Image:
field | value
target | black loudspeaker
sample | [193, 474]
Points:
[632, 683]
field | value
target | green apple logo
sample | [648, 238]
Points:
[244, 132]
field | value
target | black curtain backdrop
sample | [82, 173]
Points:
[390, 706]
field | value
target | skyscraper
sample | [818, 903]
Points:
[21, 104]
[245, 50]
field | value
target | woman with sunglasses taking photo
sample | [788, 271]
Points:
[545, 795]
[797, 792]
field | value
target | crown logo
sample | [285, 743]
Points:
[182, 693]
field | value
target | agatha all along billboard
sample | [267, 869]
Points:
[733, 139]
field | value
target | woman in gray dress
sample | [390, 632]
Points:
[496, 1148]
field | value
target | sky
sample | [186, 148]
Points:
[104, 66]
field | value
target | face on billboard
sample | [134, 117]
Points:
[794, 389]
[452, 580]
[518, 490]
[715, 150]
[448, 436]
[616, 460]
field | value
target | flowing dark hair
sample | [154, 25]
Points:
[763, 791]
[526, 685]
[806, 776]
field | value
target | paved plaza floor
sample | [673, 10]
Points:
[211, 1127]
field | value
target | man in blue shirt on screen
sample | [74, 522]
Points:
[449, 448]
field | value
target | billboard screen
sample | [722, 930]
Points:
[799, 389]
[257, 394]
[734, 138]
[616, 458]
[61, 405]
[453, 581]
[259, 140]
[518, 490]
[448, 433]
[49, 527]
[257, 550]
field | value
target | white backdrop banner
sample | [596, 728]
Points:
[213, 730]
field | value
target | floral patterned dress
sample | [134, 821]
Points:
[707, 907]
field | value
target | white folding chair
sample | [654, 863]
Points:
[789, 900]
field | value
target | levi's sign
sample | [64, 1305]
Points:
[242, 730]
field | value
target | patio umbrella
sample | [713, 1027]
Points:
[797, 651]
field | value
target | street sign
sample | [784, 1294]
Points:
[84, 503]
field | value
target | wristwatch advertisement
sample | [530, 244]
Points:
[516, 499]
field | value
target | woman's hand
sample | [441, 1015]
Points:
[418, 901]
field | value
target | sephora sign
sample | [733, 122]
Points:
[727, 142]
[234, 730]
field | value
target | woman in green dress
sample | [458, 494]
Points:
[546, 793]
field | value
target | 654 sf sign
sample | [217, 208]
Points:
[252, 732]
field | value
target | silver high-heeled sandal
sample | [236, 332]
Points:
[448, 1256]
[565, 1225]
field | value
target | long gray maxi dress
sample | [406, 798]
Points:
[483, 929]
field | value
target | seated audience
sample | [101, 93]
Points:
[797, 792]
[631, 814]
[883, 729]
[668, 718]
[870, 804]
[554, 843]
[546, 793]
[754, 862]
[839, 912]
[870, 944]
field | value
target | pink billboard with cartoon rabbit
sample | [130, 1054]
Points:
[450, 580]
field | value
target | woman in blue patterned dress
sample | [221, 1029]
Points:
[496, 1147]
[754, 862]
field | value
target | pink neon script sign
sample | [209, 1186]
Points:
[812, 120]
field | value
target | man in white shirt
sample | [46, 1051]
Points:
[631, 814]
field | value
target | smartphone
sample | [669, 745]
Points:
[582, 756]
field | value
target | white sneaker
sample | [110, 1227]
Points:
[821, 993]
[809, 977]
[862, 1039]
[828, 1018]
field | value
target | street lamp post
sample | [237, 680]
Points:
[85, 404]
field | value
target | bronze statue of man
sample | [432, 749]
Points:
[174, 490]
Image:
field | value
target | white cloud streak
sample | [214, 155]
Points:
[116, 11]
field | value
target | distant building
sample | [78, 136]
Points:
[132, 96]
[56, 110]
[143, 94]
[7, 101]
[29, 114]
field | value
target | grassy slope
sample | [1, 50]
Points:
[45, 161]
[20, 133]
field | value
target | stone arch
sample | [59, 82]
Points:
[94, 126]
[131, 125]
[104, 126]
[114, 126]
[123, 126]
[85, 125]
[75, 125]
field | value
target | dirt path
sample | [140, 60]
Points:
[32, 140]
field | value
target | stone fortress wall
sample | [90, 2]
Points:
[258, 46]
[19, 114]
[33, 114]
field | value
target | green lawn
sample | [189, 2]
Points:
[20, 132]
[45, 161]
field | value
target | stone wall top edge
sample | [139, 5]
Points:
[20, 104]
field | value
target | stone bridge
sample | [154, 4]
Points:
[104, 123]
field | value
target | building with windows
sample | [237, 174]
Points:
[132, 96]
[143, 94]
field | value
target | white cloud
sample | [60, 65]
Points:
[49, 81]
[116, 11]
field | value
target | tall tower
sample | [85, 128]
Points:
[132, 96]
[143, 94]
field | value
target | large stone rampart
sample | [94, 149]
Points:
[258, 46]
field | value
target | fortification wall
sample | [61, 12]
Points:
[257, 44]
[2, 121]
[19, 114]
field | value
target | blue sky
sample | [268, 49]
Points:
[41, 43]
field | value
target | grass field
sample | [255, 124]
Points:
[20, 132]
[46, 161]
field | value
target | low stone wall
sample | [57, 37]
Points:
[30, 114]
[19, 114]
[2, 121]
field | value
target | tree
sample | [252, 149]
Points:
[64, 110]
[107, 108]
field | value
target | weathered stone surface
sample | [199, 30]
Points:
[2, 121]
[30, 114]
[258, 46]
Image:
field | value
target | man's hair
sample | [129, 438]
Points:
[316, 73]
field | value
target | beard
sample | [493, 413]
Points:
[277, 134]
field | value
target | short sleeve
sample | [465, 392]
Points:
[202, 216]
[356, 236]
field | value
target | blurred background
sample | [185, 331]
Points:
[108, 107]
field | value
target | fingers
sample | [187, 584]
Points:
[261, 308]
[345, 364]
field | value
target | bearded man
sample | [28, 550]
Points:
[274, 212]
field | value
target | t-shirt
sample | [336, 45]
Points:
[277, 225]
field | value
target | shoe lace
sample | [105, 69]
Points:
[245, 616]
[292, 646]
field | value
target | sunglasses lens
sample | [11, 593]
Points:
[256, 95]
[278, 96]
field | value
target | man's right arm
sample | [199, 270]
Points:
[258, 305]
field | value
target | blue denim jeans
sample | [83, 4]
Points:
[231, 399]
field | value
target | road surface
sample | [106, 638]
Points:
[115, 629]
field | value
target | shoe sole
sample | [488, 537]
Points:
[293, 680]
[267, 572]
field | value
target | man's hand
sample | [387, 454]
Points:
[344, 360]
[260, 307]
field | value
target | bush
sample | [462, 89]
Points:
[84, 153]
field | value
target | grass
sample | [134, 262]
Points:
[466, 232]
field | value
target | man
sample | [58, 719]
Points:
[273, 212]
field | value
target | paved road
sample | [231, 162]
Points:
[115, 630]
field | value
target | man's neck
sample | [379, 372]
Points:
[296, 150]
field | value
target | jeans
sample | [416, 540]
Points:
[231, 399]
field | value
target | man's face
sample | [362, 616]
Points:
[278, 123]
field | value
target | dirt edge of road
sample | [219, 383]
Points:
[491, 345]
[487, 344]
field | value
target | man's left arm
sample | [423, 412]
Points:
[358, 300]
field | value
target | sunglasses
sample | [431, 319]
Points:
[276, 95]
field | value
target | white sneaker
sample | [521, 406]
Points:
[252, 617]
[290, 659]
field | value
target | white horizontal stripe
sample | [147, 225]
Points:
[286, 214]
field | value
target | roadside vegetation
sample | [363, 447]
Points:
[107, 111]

▬▬▬▬▬▬▬▬▬▬

#### Task to carry out:
Please write out the records above once more, exactly and completely.

#### Finished task:
Image:
field | value
target | black loudspeaker
sample | [193, 474]
Points:
[632, 683]
field | value
target | green apple logo
sample | [648, 238]
Points:
[244, 132]
field | value
target | black curtain backdrop
sample | [82, 173]
Points:
[390, 706]
field | value
target | skyscraper
sample | [818, 903]
Points:
[21, 104]
[245, 50]
field | value
target | woman with sunglasses taking photo
sample | [788, 271]
Points:
[545, 795]
[797, 792]
field | value
target | crown logo
sample | [285, 743]
Points:
[182, 693]
field | value
target | agatha all along billboard
sample | [267, 869]
Points:
[733, 139]
field | value
target | woman in gray dress
sample | [390, 632]
Points:
[496, 1148]
field | value
target | sky
sample | [186, 148]
Points:
[104, 66]
field | value
target | face on billboard
sample | [134, 117]
Points:
[794, 389]
[452, 580]
[518, 490]
[715, 150]
[448, 436]
[616, 460]
field | value
target | flowing dark hair
sample | [154, 25]
Points:
[763, 791]
[526, 685]
[806, 776]
field | value
target | paved plaza floor
sample | [673, 10]
Points:
[211, 1127]
field | value
target | man in blue shirt on screen
sample | [74, 522]
Points:
[449, 448]
field | value
target | billboard screen
sample | [722, 930]
Points:
[799, 389]
[257, 394]
[734, 138]
[616, 458]
[61, 405]
[453, 581]
[259, 140]
[518, 490]
[448, 433]
[49, 527]
[257, 550]
field | value
target | white backdrop banner
sample | [596, 728]
Points:
[213, 730]
field | value
target | floral patterned dress
sample | [134, 821]
Points:
[707, 907]
field | value
target | white folding chair
sample | [654, 863]
Points:
[789, 900]
field | value
target | levi's sign
sample | [64, 1305]
Points:
[242, 730]
field | value
target | patio umbrella
sample | [713, 1027]
Points:
[797, 651]
field | value
target | street sign
sample | [784, 1294]
Points:
[84, 503]
field | value
target | wristwatch advertisement
sample | [530, 244]
Points:
[516, 499]
field | value
target | woman's hand
sample | [441, 1015]
Points:
[418, 901]
field | value
target | sephora sign
sample | [733, 122]
Points:
[727, 142]
[234, 730]
field | value
target | woman in green dress
sample | [458, 494]
Points:
[546, 793]
field | value
target | 654 sf sign
sample | [217, 208]
Points:
[252, 732]
field | value
target | silver high-heeled sandal
sample | [236, 332]
Points:
[448, 1256]
[565, 1225]
field | value
target | long gray maxi dress
sample | [406, 798]
Points:
[483, 929]
field | value
target | seated audience
sample | [101, 93]
Points:
[797, 792]
[631, 814]
[883, 729]
[668, 718]
[870, 804]
[554, 843]
[546, 793]
[754, 862]
[839, 912]
[870, 944]
field | value
target | pink billboard with cartoon rabbit
sample | [130, 1054]
Points:
[450, 580]
field | value
target | woman in blue patterned dress
sample | [221, 1029]
Points:
[496, 1147]
[754, 862]
field | value
target | pink neon script sign
sample | [209, 1186]
Points:
[812, 120]
field | value
target | man in white shirt
sample | [46, 1051]
Points:
[631, 814]
field | value
target | smartphone
sample | [669, 745]
Points:
[582, 756]
field | value
target | white sneaker
sample | [110, 1227]
Points:
[821, 993]
[809, 977]
[862, 1039]
[828, 1018]
field | value
target | street lamp post
sample | [237, 680]
Points:
[85, 404]
field | value
target | bronze statue of man
sample | [432, 749]
Points:
[174, 490]
Image:
field | value
target | white cloud streak
sample | [214, 155]
Points:
[116, 11]
field | value
target | distant building
sample | [78, 136]
Points:
[132, 96]
[56, 110]
[143, 94]
[7, 101]
[29, 114]
field | value
target | grassy slope
sample | [1, 50]
Points:
[45, 161]
[20, 133]
field | value
target | stone arch
sample | [59, 82]
Points:
[94, 126]
[131, 125]
[104, 126]
[114, 126]
[123, 126]
[85, 125]
[75, 125]
field | value
target | dirt path
sample | [140, 60]
Points:
[32, 140]
field | value
target | stone fortress wall
sample | [90, 2]
Points:
[258, 46]
[19, 114]
[33, 114]
field | value
target | green lawn
sample | [189, 2]
Points:
[20, 132]
[45, 161]
field | value
target | stone wall top edge
sample | [139, 5]
Points:
[20, 104]
field | value
target | stone bridge
sample | [154, 4]
Points:
[104, 123]
field | value
target | building with windows
sample | [237, 174]
Points:
[132, 96]
[143, 94]
field | value
target | white cloud
sample | [60, 65]
Points:
[49, 81]
[116, 11]
field | value
target | tall tower
sample | [85, 128]
Points:
[132, 96]
[143, 94]
field | value
target | large stone rampart
sample | [94, 149]
Points:
[258, 46]
field | value
target | fortification wall
sample | [61, 12]
Points:
[257, 44]
[2, 121]
[19, 114]
field | value
target | blue sky
sample | [268, 49]
Points:
[41, 43]
field | value
target | grass field
sample | [255, 124]
Points:
[20, 132]
[46, 161]
field | value
target | low stone wall
sample | [57, 37]
Points:
[30, 114]
[19, 114]
[2, 121]
field | value
target | tree
sample | [252, 149]
Points:
[64, 110]
[107, 108]
field | value
target | weathered stone surface
sample | [199, 30]
Points:
[2, 121]
[30, 114]
[258, 46]
Image:
field | value
target | man's hair
sample | [129, 438]
Points:
[316, 73]
field | value
target | beard
sample | [493, 413]
Points:
[277, 134]
field | value
target | short sleeve
sample | [465, 392]
Points:
[202, 216]
[356, 236]
field | value
target | blurred background
sample | [185, 331]
Points:
[108, 107]
field | value
target | fingers
sample | [187, 584]
Points:
[261, 308]
[345, 364]
field | value
target | bearded man
sample | [28, 550]
Points:
[274, 212]
field | value
target | t-shirt
sample | [336, 45]
Points:
[277, 225]
field | value
target | shoe lace
sample | [105, 69]
Points:
[245, 616]
[292, 646]
field | value
target | sunglasses lens
sample | [11, 593]
Points:
[256, 95]
[278, 96]
field | value
target | man's right arm
sample | [199, 270]
Points:
[258, 305]
field | value
target | blue denim jeans
sample | [83, 4]
Points:
[231, 399]
field | value
target | road surface
sample | [106, 638]
Points:
[115, 629]
field | value
target | shoe sole
sample | [488, 537]
Points:
[293, 680]
[267, 572]
field | value
target | man's hand
sample | [387, 454]
Points:
[344, 360]
[260, 307]
field | value
target | bush
sample | [462, 89]
Points:
[84, 153]
field | value
target | grass
sample | [134, 262]
Points:
[466, 232]
field | value
target | man
sample | [58, 719]
Points:
[273, 212]
field | value
target | paved road
sample | [231, 162]
Points:
[115, 630]
field | value
target | man's neck
sample | [379, 372]
Points:
[296, 150]
field | value
target | jeans
sample | [416, 540]
Points:
[231, 399]
field | value
target | man's face
sample | [362, 616]
Points:
[278, 123]
field | value
target | dirt edge of road
sample | [219, 383]
Points:
[491, 345]
[487, 344]
field | value
target | man's left arm
sample | [423, 412]
Points:
[358, 300]
field | value
target | sunglasses
sample | [431, 319]
Points:
[276, 95]
field | value
target | white sneaker
sample | [521, 406]
Points:
[252, 617]
[290, 659]
field | value
target | white horizontal stripe
sample | [147, 225]
Points:
[286, 214]
field | value
target | roadside vegetation
sample | [363, 447]
Points:
[107, 111]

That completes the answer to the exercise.